• **QUESTION BRÈVE A**:
Selon le texte sur les personnages du roman de Rodenbach, dans quels chapitres Barbe apparaît-elle ?

• **TEXTE À LIRE**:

On découvre, dans les chapitres XIII et XV, qu’elle n’est pas si gentille qu’on l’imaginait, qu’elle est même mauvaise.

Le dernier personnage est Barbe qui est un personnage comparse. Vous trouverez l’origine du mot « Barbe » à la page 276, point 8.
Barbe est une vieille servante flamande au service d’Hugues, un peu renfrognée, mais dévouée et soigneuse. Elle est peu communicative et a l’allure d’une sœur tourière avec sa robe noire et son bonnet de tulle blanc. D’une tyrannie innocente, elle possède des manies de vieille fille et de dévote et la volonté d’agir à sa guise. (p.62-63)

Elle se rend souvent au Béguinage voir son unique parente, qui est béguine et elle est elle-même religieuse.

« C’était une des meilleures, une des seules joies de Barbe d’aller au Béguinage. […] elle rêvait, pour ses très vieux jours, […] d’y venir elle-même prendre le voile et finir sa vie comme tant d’autres […] » (p.62-63)

Viane s’en est bien accommodé depuis qu’il est arrivé à Bruges et elle lui est devenue nécessaire. Il l’appréciait malgré ses quelques défauts car elle ne mettait pas de bruit ou de rires autour de la douleur d’Hugues. (p. 63)

Elle n’apparaît que dans les chapitres I, VII, VIII et XIV.

On peut également considérer la ville comme un personnage car une personnalité lui est attribuée tout au long de ce livre. Ce « personnage » intervient dans le récit pour provoquer une influence (puisque Hugues la subit), il est donc appelé « agent ».

« L’influence de la ville sur lui recommençait : […] » (p.188)
« Les villes surtout ont ainsi une personnalité, un esprit autonome, un caractère presque extériorisé qui correspond à la joie, à l’amour nouveau, au renoncement, au veuvage. Toute cité est un état d’âme, et d’y séjourner à peine, cet état d’âme se communique, se propage à nous en un fluide qui s’inocule et qu’on incorpore avec la nuance de l’air. Hugues avait senti, à l’origine, cette influence pâle et lénifiante de Bruges […] » (p.193)

Dans son Avertissement, Rodenbach nous le dit lui-même :

« Dans cette étude passionnelle, nous avons voulu aussi et principalement évoquer une Ville, la Ville comme un personnage essentiel, associé aux états d’âme, qui conseille, dissuade, détermine à agir. Ainsi, dans la réalité, cette Bruges, qu’il nous a plu d’élire, apparaît presque humaine… Un ascendant s’établit d’elle sur ceux qui y séjournent.
[…] afin que ceux qui nous liront subissent aussi la présence et l’influence de la Ville […] » (p.49-50)

« Bruges est, comme il le dit lui-même, le principal personnage du livre, et rien n'explique mieux le roman et rien ne renseigne mieux sur le poète lui-même. » (p.111)
(Parole d’Emile Verhaeren en 1899, voir document annexe.)

Comme vous l’avez compris, le décor principal n’est autre que la ville de Bruges.

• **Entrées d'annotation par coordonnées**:

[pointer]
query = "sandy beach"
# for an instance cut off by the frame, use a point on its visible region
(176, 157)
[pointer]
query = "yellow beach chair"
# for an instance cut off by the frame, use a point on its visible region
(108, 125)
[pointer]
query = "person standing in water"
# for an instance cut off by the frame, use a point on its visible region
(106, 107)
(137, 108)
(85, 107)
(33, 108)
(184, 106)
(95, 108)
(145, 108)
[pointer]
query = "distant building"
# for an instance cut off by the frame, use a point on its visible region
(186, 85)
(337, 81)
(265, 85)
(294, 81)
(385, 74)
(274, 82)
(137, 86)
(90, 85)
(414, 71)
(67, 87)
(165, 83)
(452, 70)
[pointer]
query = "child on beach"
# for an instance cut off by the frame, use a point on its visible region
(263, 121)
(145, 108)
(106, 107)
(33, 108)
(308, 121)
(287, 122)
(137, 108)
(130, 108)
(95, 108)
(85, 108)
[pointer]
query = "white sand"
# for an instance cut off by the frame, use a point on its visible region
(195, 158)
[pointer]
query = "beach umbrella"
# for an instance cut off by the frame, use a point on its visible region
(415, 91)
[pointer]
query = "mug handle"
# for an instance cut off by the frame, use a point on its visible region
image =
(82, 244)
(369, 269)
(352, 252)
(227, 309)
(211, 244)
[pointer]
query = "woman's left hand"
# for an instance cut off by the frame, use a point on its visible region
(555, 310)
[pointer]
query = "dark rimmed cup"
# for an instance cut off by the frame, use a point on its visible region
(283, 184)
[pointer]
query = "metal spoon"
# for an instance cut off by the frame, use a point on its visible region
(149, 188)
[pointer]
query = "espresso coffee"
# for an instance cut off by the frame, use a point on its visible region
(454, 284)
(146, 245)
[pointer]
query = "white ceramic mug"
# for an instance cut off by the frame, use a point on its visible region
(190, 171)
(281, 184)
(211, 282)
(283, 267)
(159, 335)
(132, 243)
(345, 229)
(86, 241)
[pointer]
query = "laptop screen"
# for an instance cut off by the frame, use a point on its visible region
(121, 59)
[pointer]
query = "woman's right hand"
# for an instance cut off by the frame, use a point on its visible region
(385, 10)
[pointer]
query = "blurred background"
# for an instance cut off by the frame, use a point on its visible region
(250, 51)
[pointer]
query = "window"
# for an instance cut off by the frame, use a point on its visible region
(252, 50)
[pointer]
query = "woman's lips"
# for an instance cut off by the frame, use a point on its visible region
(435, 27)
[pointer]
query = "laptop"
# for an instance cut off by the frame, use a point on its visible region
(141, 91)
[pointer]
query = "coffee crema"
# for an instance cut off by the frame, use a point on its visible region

• **QUESTION BRÈVE B**:
Relevez, dans les entrées ci-dessus, chaque ligne où figure la chaîne « coffee ».

• **RÉSULTAT ATTENDU A**:
Dans les chapitres I, VII, VIII et XIV.

• **RÉSULTAT ATTENDU B**:
query = "espresso coffee"
query = "coffee crema"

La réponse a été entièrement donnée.